Task requirements: Copy out, word for word, the text about the "No Fear" rally against antisemitism.

Last Sunday, thousands gathered in the nation’s capital to protest a rise in antisemitism.

The “No Fear: A Rally In Solidarity With The Jewish People” event was organized in response to the global uptick in antisemitic attacks during the last round of violence in Israel, the West Bank and Gaza in May.

The rally brought together more than 100 Jewish groups and especially emphasized the connection between between antisemitic violence and anti-Zionist rhetoric. In an interview with the Forward, one organizer said that “a lot of the antisemitism in the United States being articulated as anti-Zionism. To me, it’s for the most part one in the same.”

Not everyone was pleased by this framing. At the Forward, we asked two of our contributing columnists — Ari Hoffman and Joel Swanson — for their perspective on the event.

Ari:

The Book of Esther tells us that two thousand years ago, the Prime Minister of the Persian Empire had a hankering for Jewish genocide. But in the face of such dire threats, the Jews banded together, rent their garments and prayed. Esther played a starring role, but behind her were thousands of Jews banding together to lend one another strength and hopefully bend the arc of persecution in the process.

Input data:
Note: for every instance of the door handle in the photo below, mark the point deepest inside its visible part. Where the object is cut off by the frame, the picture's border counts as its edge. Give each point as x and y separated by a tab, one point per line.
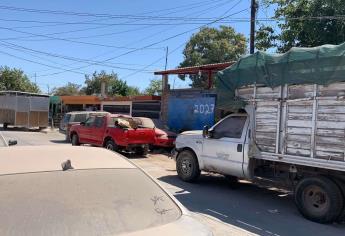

Response:
Last Sunday, thousands gathered in the nation’s capital to protest a rise in antisemitism.

The “No Fear: A Rally In Solidarity With The Jewish People” event was organized in response to the global uptick in antisemitic attacks during the last round of violence in Israel, the West Bank and Gaza in May.

The rally brought together more than 100 Jewish groups and especially emphasized the connection between between antisemitic violence and anti-Zionist rhetoric. In an interview with the Forward, one organizer said that “a lot of the antisemitism in the United States being articulated as anti-Zionism. To me, it’s for the most part one in the same.”

Not everyone was pleased by this framing. At the Forward, we asked two of our contributing columnists — Ari Hoffman and Joel Swanson — for their perspective on the event.

Ari:

The Book of Esther tells us that two thousand years ago, the Prime Minister of the Persian Empire had a hankering for Jewish genocide. But in the face of such dire threats, the Jews banded together, rent their garments and prayed. Esther played a starring role, but behind her were thousands of Jews banding together to lend one another strength and hopefully bend the arc of persecution in the process.